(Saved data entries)
__________________________________________________

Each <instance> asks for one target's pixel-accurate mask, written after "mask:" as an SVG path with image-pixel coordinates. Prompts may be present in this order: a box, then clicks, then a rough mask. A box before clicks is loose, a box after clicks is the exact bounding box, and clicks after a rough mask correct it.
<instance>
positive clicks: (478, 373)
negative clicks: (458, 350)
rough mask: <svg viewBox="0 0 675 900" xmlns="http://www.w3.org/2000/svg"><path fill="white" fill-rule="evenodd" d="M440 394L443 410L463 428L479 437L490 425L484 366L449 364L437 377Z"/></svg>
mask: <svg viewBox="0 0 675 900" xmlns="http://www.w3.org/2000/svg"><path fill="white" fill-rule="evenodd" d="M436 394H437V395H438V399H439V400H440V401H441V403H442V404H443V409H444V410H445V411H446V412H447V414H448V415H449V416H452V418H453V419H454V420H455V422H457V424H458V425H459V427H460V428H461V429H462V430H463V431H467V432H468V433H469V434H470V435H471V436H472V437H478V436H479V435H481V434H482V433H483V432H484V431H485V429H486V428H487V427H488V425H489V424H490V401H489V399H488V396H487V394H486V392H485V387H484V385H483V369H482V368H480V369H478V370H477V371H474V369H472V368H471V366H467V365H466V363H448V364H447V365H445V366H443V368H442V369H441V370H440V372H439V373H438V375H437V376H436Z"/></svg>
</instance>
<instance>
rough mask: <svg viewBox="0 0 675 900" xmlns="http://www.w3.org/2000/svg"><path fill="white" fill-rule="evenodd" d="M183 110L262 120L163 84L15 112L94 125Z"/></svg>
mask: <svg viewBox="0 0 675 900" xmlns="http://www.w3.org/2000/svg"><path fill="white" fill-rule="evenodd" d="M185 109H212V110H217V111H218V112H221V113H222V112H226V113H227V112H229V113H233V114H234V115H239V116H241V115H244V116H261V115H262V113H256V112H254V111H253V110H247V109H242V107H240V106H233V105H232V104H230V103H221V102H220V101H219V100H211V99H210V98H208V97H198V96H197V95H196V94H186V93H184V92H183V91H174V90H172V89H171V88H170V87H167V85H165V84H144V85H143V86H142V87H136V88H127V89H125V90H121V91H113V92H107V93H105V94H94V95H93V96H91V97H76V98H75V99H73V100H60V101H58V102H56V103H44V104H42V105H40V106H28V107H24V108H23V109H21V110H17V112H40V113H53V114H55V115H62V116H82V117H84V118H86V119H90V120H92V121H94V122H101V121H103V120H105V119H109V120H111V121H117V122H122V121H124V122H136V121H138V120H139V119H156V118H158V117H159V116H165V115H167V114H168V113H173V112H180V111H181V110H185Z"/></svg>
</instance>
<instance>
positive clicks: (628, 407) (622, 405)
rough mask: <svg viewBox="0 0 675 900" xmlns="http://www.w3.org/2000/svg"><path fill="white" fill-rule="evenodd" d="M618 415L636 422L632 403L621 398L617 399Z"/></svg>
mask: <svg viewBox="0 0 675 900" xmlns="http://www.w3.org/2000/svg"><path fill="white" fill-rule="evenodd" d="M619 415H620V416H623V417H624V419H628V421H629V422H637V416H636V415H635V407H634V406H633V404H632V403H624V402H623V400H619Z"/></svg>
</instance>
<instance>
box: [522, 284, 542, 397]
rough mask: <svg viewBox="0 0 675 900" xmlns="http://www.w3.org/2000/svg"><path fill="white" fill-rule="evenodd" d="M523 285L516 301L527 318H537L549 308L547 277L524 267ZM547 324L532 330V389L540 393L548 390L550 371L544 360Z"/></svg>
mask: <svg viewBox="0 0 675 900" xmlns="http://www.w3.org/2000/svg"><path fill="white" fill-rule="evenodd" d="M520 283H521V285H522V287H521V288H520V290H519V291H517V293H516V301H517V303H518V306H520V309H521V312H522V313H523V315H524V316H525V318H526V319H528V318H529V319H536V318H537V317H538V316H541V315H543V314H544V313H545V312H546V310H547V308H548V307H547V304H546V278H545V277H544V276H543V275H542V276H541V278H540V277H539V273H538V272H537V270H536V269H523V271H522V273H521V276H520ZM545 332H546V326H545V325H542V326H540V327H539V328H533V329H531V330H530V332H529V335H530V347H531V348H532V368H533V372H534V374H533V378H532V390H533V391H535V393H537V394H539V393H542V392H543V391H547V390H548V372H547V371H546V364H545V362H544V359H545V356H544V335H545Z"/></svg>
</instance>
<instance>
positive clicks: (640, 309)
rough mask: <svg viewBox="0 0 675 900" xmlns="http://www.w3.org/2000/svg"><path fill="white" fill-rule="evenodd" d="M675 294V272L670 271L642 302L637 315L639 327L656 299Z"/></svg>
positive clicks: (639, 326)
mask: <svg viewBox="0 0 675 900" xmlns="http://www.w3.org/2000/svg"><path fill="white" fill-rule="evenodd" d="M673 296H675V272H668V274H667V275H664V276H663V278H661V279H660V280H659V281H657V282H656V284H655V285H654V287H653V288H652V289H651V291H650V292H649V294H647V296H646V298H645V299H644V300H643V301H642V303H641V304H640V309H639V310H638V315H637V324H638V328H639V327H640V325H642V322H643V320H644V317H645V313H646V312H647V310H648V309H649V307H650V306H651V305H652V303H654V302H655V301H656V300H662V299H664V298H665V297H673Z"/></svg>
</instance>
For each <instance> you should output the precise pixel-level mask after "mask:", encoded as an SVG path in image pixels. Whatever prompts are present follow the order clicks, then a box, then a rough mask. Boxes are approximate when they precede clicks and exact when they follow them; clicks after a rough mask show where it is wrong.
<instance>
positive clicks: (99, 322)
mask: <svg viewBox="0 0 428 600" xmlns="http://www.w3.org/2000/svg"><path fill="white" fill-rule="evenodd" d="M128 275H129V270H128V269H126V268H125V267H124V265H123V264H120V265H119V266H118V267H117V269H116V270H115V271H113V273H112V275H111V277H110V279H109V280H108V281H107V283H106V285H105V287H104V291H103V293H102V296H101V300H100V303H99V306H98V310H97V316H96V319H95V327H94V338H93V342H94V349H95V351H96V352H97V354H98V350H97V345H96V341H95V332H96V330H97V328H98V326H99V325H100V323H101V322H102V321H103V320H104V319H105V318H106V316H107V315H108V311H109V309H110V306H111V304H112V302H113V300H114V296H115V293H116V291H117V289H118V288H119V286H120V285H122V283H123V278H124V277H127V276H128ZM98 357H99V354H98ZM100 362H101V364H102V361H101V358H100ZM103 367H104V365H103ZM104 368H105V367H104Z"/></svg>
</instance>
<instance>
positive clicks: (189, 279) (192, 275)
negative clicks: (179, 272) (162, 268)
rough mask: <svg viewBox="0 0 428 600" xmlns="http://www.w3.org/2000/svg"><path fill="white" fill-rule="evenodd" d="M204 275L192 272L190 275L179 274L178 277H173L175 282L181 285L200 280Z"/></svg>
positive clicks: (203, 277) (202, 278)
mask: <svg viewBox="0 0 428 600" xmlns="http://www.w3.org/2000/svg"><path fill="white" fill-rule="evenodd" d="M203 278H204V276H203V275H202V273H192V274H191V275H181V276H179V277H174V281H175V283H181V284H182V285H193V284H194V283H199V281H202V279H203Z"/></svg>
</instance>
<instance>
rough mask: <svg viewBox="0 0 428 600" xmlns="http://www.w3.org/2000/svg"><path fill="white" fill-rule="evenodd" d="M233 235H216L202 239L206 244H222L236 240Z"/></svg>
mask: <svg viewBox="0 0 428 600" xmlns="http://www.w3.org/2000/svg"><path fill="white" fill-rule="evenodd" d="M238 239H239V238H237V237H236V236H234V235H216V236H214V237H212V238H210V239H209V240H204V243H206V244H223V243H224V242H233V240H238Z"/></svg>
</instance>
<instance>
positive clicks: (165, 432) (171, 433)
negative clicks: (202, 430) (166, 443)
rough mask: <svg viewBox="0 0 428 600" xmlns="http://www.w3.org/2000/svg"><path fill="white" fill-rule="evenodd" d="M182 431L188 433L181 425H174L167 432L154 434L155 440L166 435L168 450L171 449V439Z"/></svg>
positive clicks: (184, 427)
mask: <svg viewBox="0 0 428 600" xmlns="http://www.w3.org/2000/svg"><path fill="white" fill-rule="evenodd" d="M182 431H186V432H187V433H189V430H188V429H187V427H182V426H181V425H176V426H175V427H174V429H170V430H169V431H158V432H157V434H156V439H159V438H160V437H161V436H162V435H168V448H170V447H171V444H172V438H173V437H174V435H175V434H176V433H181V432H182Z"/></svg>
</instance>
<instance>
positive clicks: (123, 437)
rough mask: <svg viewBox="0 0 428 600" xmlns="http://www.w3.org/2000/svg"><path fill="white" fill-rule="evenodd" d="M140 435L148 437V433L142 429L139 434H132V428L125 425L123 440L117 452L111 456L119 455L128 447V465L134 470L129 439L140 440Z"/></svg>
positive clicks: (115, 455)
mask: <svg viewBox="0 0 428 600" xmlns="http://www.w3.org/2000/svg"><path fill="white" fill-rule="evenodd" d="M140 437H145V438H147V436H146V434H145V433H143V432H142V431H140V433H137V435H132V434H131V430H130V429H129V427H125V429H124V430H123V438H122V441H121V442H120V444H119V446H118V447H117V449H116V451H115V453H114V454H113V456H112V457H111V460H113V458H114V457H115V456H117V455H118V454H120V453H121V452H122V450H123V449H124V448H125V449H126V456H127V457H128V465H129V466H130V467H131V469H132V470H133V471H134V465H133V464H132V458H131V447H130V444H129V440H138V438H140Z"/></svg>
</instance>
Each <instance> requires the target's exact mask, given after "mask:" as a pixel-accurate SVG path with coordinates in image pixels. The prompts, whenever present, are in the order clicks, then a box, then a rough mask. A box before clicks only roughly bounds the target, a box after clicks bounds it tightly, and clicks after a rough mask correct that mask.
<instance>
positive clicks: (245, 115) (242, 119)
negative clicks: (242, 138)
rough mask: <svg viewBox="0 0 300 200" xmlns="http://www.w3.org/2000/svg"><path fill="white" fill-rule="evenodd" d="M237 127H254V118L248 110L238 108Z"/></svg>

__________________________________________________

### [PROBLEM TO SOLVE]
The answer consists of every line above in which the word "accurate" occurs.

### [WRITTEN ANSWER]
Each <instance> asks for one target's pixel-accurate mask, written after "mask:" as an SVG path with image-pixel coordinates. Prompts may be present in this order: a box, then clicks, then a rough mask. A box before clicks is loose, a box after clicks is the exact bounding box, and clicks after a rough mask correct it.
Each <instance> requires the target's exact mask, given after "mask:" as a pixel-accurate SVG path with coordinates in image pixels. The prompts, whenever present, are in the order clicks, then a box, then a rough mask. A box before clicks only roughly bounds the target, a box after clicks bounds it tightly, and clicks after a rough mask correct that mask.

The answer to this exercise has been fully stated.